Study text:
^^^^^^^^^^^^^^^^

Its values not ‘vision’ or resolutions that make a difference.

22nd December 2005 No 35
Buildings

My enthusiasm for church building projects is distinctly lacking. However, a recent visit to Ashford in Kent has helped me for once to get excited about a building project. Not that the building (impressive as it is) is really the important thing. It is simply a facility that allows an incredible work in a local community to take place. I was privileged and delighted on behalf of the Baptist Union to officially open the Willows Centre in South Ashford and to handover the official plaque commemorating a partnership between the church and various agencies funded under the Government’s Sure Start programme. It has to be seen and experienced to be believed. A small Home Mission church with a heart for a desperately needy area of Ashford and its residents has pioneered and established an initiative which employs over fifty people and relates to hundreds of people each week. It’s an initiative that is already making a difference to the lives of children, young people and their families. A committed and dedicated church prepared to take risks for the sake of the gospel who have had the courage and perseverance to create such a centre, winning the hearts and minds of their local community, authorities and the approval and support of government. An amazing story Home Mission story and a real sign of the kingdom of God, an example of a church without walls reaching out with the love and compassion of Christ among the poor and marginalised.

The same day, I was taken to another Home Mission funded church that in six years has risen from the ashes of a sad and damaging episode in its previous chapter in the history of the church to become a renewed people of God, restored and restoring the lives of a village community in which it is called to serve. With grace and gentle enthusiasm allied to good leadership and a strong sense of good covenant relationships a rural village church having the courage to think not of its survival but its ministry to those beyond the church evidences another sign of the kingdom. Oh and by the way, they have revamped their buildings to serve the growing ministry and mission of the church.
I have to admit it, buildings can be a blessing.

^^^^^^^^^^^^^^^^

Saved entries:
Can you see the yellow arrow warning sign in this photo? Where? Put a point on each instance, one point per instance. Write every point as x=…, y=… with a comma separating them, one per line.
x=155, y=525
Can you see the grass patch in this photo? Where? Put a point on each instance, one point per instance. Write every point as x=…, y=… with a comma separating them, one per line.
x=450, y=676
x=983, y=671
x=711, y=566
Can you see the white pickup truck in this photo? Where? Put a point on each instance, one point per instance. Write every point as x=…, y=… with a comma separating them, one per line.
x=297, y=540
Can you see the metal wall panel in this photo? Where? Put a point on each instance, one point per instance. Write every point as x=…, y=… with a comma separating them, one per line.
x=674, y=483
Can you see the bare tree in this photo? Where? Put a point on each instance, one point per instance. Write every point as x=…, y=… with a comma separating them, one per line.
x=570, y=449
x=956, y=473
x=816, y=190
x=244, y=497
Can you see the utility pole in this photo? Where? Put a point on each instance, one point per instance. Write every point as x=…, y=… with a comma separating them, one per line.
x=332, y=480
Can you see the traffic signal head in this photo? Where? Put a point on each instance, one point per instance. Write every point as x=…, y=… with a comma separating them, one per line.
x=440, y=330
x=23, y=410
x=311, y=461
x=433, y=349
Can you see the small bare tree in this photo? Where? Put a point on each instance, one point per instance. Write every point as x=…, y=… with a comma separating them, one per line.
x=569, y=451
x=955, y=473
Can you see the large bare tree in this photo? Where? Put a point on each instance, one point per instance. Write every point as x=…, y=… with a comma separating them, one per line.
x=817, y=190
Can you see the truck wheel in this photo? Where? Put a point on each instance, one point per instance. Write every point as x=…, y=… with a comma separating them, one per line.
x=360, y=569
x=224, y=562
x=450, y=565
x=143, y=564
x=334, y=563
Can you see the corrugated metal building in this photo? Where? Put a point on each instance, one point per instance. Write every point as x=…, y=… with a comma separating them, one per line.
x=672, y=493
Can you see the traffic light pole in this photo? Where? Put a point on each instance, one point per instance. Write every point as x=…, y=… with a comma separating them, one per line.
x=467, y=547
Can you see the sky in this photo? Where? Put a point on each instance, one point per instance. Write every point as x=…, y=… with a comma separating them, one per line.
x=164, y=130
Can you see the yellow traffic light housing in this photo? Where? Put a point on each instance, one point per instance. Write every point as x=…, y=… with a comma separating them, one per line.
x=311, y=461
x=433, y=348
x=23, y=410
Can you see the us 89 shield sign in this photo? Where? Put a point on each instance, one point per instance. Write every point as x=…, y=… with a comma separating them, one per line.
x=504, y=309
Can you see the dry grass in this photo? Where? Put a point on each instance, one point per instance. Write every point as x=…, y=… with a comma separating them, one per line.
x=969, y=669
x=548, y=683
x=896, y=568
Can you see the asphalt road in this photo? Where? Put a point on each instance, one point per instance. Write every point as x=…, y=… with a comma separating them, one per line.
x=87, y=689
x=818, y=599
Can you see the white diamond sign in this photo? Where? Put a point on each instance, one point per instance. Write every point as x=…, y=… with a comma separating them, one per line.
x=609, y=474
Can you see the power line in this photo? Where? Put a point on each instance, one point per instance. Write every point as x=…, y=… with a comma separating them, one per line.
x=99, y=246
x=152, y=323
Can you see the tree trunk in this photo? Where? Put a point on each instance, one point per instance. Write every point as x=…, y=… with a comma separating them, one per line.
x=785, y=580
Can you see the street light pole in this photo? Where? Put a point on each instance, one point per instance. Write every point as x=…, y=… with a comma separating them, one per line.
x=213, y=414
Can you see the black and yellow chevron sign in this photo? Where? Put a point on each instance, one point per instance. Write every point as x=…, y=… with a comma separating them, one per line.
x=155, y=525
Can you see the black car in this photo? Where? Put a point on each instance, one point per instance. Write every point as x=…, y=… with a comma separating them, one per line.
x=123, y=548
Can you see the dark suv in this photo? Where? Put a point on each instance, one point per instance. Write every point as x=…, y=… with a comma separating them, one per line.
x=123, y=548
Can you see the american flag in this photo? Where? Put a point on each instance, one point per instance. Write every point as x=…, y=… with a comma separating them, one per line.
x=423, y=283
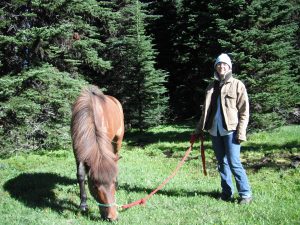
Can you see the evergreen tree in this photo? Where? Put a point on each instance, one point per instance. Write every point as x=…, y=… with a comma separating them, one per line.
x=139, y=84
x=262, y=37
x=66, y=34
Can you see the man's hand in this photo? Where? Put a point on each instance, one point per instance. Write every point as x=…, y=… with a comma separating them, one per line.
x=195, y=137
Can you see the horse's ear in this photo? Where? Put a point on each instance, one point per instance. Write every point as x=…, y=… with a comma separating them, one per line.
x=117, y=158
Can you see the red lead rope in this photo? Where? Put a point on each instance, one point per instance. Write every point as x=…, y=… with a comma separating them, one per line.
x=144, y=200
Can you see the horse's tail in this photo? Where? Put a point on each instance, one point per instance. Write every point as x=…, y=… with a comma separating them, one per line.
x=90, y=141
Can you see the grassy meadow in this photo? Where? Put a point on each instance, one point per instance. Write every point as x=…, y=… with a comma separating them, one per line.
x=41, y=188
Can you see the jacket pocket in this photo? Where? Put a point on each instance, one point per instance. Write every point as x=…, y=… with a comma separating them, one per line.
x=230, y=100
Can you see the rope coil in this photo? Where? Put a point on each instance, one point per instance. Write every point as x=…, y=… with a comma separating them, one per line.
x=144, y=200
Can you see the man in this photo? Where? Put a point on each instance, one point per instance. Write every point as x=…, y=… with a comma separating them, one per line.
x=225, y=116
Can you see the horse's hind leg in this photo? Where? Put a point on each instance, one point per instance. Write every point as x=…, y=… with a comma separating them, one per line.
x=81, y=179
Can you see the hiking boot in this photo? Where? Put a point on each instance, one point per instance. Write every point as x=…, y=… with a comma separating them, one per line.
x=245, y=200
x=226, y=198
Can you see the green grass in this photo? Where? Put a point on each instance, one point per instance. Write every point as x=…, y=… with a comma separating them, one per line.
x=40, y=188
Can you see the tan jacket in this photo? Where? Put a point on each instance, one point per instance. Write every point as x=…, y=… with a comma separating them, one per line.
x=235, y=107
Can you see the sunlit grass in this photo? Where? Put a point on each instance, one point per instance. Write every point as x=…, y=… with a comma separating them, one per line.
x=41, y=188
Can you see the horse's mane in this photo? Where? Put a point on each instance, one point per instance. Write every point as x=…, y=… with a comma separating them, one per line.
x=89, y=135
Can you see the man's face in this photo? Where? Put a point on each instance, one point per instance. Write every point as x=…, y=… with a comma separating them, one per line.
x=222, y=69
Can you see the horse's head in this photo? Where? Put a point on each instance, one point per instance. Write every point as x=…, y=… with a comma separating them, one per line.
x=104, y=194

^^^^^^^^^^^^^^^^

Exercise requirements:
(1) In the text on church buildings, which government program funded the agencies that partnered with the church at the Willows Centre?
(2) According to the text on church buildings, which groups of people is the Willows Centre initiative already making a difference to?

Activity answers:
(1) The Sure Start program.

(2) Children, young people, and their families.